EXERCISE DIRECTIONS: Copy, word for word, the lines of the entries below between the one with "202L810 209L806 171L736" and the one with "383L32 372L23 402L0", inclusive, and leave out everything else.

RECORDS FOR THIS TASK:

******

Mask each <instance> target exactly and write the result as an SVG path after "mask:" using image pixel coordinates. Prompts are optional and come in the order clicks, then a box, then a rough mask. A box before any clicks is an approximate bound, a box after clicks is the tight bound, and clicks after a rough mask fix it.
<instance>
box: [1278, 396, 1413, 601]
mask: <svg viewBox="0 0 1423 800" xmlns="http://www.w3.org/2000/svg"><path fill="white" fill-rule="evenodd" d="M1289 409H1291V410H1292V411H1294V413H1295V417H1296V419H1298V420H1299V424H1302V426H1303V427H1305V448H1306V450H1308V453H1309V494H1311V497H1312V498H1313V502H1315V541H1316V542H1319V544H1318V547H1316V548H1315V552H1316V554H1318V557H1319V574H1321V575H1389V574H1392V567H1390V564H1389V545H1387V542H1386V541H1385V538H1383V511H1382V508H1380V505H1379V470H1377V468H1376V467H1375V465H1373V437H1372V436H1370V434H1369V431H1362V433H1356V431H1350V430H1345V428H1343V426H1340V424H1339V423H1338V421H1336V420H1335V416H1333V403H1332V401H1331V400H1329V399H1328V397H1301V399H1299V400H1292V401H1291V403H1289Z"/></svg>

******

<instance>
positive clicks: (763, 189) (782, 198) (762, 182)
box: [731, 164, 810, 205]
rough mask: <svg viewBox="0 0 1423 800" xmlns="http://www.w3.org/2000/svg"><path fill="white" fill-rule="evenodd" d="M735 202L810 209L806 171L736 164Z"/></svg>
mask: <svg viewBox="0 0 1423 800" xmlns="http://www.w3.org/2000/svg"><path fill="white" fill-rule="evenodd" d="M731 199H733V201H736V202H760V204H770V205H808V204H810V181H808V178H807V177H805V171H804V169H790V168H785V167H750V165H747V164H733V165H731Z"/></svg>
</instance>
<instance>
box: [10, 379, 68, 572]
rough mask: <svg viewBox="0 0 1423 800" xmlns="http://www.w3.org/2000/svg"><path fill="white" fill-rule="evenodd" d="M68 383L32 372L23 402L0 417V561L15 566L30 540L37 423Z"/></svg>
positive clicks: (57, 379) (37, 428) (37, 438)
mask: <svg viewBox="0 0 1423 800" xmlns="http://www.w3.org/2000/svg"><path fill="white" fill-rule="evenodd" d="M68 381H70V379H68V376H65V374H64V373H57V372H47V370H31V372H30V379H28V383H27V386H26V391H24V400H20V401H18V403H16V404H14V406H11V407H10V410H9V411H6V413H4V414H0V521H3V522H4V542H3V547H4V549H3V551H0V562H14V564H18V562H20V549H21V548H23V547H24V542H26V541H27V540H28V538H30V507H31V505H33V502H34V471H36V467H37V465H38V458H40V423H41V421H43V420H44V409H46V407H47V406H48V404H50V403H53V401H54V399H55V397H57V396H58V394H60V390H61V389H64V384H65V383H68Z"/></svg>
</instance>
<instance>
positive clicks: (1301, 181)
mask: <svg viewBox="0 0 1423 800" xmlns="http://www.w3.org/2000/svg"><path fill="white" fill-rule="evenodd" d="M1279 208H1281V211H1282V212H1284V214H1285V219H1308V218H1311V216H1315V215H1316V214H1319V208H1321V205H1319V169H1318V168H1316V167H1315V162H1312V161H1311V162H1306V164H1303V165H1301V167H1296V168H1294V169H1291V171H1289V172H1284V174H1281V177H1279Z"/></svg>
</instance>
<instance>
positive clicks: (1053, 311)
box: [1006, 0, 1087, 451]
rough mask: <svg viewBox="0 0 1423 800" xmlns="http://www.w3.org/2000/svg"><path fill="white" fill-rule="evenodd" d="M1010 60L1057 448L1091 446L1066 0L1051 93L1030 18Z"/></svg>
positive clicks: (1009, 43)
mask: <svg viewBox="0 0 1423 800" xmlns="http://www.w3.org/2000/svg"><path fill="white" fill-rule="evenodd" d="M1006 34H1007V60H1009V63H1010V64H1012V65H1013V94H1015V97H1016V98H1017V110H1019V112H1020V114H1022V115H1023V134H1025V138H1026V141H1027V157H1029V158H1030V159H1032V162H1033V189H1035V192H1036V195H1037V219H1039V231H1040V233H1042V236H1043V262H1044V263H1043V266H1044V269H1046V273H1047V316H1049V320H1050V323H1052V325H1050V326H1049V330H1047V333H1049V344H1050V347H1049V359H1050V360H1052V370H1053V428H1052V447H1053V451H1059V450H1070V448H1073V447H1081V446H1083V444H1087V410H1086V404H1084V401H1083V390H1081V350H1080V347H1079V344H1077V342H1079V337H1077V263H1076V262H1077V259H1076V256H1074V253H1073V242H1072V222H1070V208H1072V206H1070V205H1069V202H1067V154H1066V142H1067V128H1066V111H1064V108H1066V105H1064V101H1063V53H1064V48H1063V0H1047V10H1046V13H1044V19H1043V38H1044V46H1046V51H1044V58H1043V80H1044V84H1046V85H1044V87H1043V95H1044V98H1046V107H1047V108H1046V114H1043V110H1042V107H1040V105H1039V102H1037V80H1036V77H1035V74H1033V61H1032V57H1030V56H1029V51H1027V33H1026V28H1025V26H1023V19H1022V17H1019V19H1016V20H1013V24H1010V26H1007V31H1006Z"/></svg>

******

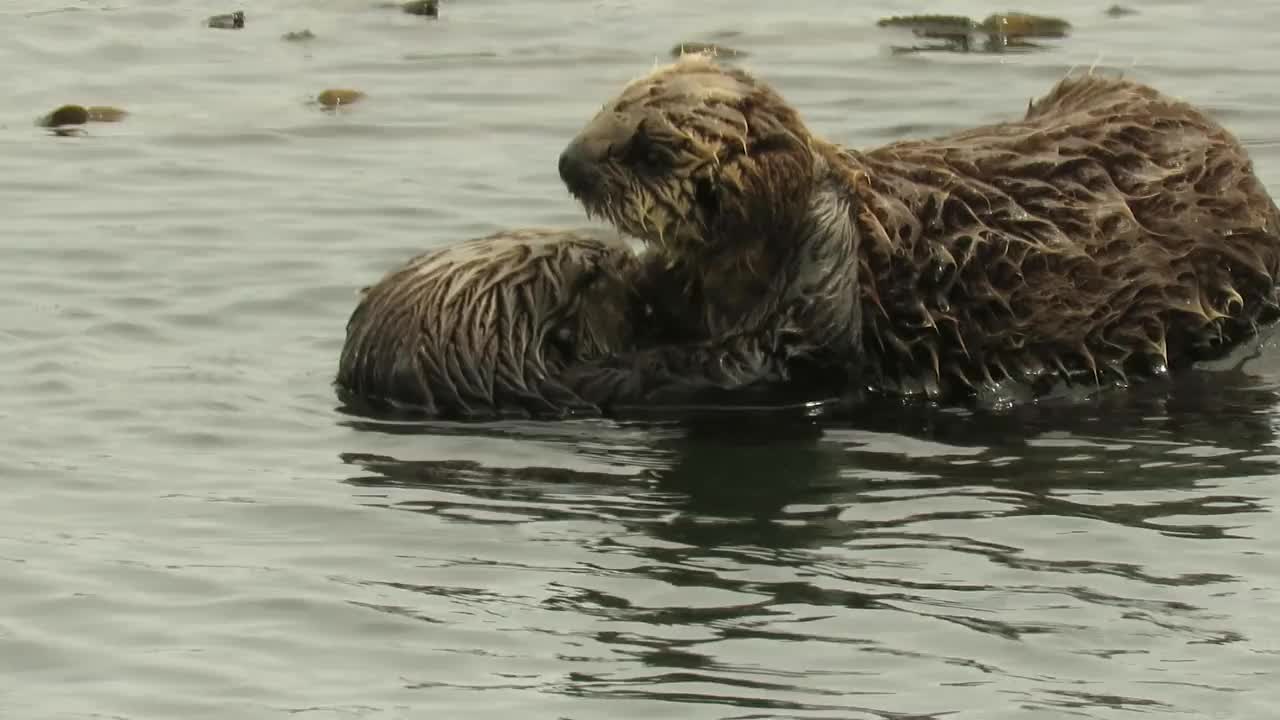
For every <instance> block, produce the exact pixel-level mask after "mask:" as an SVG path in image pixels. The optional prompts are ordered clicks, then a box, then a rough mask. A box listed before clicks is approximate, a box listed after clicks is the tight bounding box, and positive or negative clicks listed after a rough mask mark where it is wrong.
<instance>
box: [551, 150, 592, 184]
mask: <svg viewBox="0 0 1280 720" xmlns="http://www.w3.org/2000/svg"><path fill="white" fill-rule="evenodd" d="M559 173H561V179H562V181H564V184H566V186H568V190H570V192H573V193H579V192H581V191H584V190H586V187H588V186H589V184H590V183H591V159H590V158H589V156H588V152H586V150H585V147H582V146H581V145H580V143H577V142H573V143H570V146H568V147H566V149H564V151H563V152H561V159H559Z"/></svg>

******

SOLUTION TO THIS EXERCISE:
rough mask: <svg viewBox="0 0 1423 800" xmlns="http://www.w3.org/2000/svg"><path fill="white" fill-rule="evenodd" d="M735 202L810 209L806 171L736 164Z"/></svg>
mask: <svg viewBox="0 0 1423 800" xmlns="http://www.w3.org/2000/svg"><path fill="white" fill-rule="evenodd" d="M731 199H733V201H736V202H760V204H770V205H808V204H810V181H808V178H807V177H805V171H804V169H790V168H785V167H750V165H747V164H733V165H731Z"/></svg>
</instance>
<instance>
box: [10, 379, 68, 572]
rough mask: <svg viewBox="0 0 1423 800" xmlns="http://www.w3.org/2000/svg"><path fill="white" fill-rule="evenodd" d="M68 383L32 372L23 402L0 417V561L15 566L30 540L37 423Z"/></svg>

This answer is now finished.